TEXTAUSZUG

_ _ _ _

In den herangezogenen Akten der Rkei und des RFMin. war das Schreiben des PrFM nicht zu ermitteln. – Das vier Tage vor der Verkündung des Staatsgerichtshofurteils im Verfassungsstreit zwischen Preußen und dem Reich abgeschlossene Abkommen konnte insofern in seiner Rechtsgültigkeit angezweifelt werden, als durch das Urteil Eingriffe des Reichs in bestimmte Hoheitsrechte der PrStReg. für verfassungswidrig erklärt worden waren (vgl. dazu Dok. Nr. 4, Anm. 1). Das RIMin. stellte sich daraufhin auf den Standpunkt, daß das Abkommen „als gültig, wenn auch vielleicht anfechtbar, anzusehen“ sei. Die Möglichkeit der Anfechtung des Abkommens durch die Reg. Braun wurde im RFMin. zu Überlegungen genutzt, „die Beteiligung Preußens an der Verwaltung der Zentralgenossenschaftskasse [ganz] hinfällig werden; zu lassen (Vermerk des MinR Bayrhoffer vom 9.11.32; R 2 /15018 , Bl. 43 f.).

_ _ _ _

ERFASSTE DATEN
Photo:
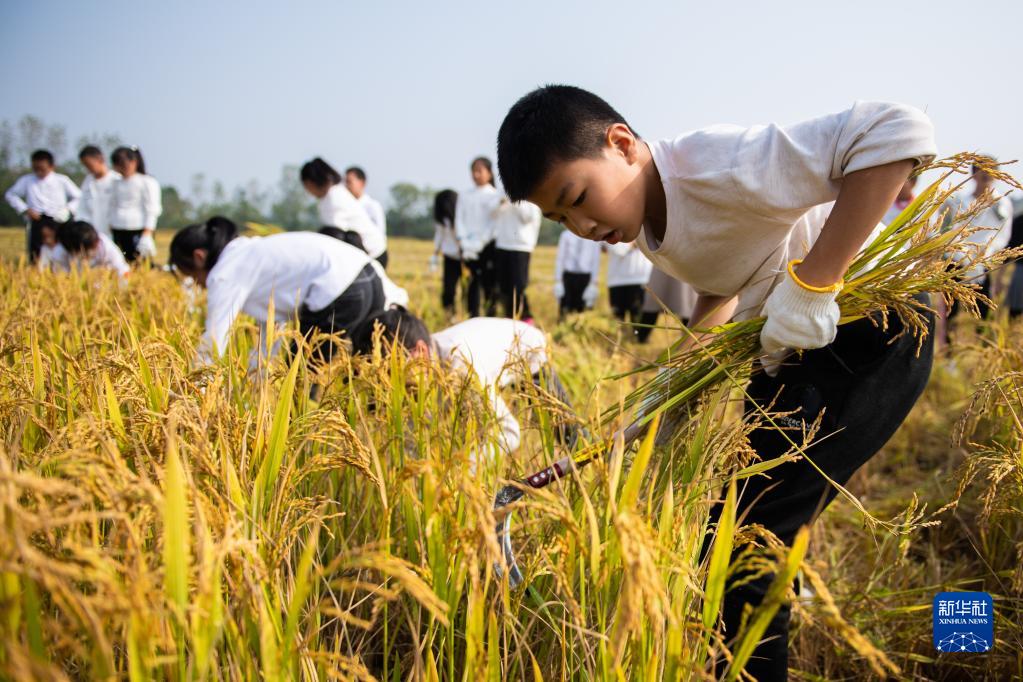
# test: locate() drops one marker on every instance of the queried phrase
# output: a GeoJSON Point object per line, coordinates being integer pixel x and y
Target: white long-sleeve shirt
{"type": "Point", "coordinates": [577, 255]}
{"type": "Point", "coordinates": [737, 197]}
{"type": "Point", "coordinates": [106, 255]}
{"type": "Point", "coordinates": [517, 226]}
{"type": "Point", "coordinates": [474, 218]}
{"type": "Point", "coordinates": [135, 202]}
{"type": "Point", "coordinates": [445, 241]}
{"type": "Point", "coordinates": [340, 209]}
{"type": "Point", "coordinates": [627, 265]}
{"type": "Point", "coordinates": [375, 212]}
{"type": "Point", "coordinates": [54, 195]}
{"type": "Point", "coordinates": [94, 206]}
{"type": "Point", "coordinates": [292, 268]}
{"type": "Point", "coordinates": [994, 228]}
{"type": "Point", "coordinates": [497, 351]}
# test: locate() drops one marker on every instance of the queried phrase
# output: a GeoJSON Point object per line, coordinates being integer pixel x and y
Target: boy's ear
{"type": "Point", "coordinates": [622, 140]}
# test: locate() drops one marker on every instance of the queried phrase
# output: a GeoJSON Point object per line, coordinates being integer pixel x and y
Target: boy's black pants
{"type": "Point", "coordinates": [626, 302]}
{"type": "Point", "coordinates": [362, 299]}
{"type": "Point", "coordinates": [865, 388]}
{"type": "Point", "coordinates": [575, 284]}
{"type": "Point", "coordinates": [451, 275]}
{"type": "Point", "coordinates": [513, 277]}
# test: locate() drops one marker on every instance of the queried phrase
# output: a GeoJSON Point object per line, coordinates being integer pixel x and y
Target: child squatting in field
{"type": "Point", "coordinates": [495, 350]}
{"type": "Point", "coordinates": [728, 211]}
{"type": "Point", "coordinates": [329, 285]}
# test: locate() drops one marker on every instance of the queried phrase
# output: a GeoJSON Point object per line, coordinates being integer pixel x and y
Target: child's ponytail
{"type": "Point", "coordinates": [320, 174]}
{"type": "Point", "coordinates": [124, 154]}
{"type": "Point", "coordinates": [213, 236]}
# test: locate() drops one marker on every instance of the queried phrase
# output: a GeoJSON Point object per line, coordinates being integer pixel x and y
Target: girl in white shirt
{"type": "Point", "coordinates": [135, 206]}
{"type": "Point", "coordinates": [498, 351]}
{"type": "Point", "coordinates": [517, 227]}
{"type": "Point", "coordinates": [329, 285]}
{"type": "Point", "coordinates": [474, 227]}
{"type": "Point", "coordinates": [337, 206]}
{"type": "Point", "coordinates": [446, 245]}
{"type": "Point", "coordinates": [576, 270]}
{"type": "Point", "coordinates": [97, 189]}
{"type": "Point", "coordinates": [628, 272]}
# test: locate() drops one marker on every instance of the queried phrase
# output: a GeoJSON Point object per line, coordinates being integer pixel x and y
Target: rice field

_ _ _ _

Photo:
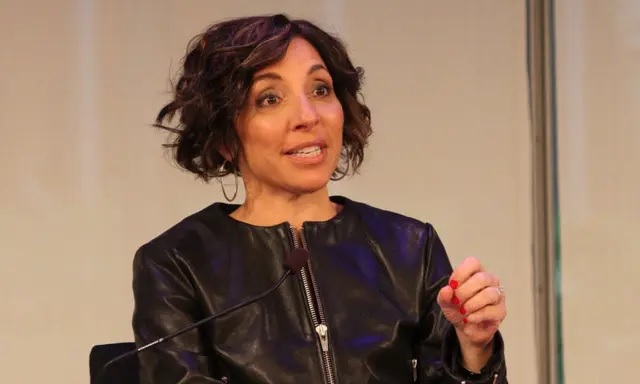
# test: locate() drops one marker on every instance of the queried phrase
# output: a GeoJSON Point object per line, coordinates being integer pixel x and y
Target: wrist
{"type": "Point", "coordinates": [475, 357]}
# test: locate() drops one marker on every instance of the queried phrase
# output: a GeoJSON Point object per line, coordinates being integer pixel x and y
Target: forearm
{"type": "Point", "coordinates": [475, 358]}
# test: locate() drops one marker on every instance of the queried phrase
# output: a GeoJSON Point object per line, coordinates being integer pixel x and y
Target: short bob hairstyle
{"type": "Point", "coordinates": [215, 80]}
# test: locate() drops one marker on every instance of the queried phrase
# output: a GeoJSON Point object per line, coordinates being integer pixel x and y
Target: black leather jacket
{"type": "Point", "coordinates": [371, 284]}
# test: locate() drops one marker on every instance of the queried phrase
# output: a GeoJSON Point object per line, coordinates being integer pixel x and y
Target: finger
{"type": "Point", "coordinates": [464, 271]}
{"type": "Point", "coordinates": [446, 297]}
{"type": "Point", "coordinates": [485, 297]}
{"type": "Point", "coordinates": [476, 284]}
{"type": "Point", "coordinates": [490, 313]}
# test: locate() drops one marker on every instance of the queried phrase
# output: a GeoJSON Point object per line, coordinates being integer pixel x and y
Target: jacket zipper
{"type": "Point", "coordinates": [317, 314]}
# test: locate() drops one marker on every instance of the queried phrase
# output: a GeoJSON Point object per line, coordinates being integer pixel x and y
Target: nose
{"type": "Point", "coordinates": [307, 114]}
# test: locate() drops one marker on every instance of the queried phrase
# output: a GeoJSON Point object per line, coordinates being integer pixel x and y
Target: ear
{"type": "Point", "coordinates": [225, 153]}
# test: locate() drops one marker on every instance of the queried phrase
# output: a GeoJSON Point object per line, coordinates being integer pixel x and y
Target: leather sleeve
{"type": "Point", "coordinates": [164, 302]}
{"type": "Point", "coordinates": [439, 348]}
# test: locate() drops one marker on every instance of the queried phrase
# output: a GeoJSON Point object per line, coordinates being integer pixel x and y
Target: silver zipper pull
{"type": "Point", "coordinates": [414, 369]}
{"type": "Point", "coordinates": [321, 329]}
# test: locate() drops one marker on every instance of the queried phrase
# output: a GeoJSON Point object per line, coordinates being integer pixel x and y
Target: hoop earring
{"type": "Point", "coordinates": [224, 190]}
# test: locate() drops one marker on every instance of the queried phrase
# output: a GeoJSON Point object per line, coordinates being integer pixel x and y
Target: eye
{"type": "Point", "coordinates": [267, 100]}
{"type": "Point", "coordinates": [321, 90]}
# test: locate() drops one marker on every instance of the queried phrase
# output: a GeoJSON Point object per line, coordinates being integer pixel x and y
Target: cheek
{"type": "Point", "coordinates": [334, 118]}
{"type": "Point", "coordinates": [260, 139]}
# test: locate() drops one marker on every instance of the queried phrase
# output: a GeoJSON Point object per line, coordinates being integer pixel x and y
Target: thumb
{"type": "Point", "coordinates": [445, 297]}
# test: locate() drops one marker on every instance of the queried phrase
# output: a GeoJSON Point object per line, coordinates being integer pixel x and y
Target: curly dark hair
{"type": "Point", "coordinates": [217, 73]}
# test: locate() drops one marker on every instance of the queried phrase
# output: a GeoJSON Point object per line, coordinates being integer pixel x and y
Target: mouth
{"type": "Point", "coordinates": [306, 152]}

_ _ _ _

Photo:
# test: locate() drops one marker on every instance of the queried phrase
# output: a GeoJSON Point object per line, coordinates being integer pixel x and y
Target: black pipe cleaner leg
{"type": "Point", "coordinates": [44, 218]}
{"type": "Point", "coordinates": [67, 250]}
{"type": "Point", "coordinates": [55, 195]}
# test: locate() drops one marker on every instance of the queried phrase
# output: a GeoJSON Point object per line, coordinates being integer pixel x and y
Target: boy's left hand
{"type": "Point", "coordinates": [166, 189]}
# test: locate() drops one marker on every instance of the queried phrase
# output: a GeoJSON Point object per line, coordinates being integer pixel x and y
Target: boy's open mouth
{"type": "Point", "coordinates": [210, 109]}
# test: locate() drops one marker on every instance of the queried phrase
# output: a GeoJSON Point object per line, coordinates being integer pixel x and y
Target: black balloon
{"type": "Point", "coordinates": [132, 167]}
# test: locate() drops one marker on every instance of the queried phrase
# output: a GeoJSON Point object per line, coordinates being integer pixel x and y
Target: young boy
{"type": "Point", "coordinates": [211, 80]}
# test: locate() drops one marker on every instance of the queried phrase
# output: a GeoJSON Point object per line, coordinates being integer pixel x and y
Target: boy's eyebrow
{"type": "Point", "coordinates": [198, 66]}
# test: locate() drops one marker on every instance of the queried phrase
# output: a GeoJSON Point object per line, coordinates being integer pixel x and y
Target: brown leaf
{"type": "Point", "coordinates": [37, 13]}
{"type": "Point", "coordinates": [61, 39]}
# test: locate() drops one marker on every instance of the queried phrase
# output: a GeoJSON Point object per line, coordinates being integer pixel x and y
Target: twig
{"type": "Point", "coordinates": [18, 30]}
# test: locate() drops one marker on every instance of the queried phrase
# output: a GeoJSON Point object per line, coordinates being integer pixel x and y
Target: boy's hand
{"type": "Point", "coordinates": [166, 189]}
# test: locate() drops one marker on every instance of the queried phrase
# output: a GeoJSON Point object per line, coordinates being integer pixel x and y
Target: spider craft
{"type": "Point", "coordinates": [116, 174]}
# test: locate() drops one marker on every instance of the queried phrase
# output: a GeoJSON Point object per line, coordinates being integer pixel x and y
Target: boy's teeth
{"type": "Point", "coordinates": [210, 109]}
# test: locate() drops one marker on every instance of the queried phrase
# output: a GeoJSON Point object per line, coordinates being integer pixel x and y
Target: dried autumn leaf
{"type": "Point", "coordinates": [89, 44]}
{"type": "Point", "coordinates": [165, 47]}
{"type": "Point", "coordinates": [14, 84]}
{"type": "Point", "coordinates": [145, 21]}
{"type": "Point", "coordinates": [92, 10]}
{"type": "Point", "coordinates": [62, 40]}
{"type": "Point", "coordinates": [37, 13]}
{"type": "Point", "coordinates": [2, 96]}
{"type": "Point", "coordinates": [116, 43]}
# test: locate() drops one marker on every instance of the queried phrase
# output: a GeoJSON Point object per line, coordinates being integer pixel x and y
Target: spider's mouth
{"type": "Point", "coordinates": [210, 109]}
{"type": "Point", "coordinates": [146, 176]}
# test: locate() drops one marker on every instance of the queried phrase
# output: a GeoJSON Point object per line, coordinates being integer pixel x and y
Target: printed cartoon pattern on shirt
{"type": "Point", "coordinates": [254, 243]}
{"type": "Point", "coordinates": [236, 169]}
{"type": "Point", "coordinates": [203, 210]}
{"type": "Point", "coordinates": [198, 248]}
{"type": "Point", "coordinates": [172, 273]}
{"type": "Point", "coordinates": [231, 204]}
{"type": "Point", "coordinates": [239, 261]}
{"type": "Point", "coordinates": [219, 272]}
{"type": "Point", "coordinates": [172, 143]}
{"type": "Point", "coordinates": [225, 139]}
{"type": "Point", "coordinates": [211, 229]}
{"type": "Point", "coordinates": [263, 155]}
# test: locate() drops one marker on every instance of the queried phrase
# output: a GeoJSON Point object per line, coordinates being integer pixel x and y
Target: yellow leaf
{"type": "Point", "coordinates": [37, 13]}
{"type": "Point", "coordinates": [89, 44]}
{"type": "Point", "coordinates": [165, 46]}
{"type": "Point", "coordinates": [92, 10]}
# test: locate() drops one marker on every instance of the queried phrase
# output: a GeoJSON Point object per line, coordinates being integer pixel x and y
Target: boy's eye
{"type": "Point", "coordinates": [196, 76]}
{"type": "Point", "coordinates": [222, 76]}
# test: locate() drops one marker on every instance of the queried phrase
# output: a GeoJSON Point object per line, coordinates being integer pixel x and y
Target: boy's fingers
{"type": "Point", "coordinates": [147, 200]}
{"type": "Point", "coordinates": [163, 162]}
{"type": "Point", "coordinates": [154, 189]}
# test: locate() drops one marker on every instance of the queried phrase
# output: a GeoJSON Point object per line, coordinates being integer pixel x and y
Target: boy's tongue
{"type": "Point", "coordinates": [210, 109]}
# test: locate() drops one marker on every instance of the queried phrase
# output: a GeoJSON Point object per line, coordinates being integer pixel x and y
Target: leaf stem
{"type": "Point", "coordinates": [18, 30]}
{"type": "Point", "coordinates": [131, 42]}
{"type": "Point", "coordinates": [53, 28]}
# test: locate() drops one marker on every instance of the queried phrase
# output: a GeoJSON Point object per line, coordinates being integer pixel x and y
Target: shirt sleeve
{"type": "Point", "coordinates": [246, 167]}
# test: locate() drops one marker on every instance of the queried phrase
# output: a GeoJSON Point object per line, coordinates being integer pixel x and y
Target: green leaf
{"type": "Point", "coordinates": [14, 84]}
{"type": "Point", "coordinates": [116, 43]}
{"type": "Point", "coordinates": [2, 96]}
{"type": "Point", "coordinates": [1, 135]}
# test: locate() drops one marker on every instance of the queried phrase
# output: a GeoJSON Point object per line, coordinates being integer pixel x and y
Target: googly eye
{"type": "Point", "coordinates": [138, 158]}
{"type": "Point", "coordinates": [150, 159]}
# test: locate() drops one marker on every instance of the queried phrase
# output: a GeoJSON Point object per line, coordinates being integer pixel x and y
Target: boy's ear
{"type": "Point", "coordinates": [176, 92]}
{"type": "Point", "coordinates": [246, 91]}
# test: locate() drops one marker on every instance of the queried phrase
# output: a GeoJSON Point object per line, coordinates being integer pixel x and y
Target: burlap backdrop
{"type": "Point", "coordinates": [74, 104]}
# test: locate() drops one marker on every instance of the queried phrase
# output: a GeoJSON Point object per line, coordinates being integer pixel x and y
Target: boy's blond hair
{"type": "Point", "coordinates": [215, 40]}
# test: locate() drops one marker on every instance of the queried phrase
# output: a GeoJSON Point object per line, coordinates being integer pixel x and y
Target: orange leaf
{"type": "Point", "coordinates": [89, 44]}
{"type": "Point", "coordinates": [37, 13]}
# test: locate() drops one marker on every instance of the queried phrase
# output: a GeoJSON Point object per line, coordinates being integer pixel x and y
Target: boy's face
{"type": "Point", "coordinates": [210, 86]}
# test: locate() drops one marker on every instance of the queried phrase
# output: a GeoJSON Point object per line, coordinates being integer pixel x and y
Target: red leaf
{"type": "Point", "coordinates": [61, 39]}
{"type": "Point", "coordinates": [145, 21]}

_ _ _ _

ZIEL
Beantworte anhand des Textauszugs kurz diese Fragen:
(a) Wessen Schreiben war in den herangezogenen Akten nicht zu ermitteln?
(b) Wie viele Tage vor der Verkündung des Staatsgerichtshofurteils wurde das Abkommen abgeschlossen?
(c) Von welchem Datum ist der Vermerk des MinR Bayrhoffer?
Die Daten haben damit nichts zu tun.

ERLEDIGTE AUFGABE
(a) Das Schreiben des PrFM.
(b) Vier Tage.
(c) Vom 9.11.32.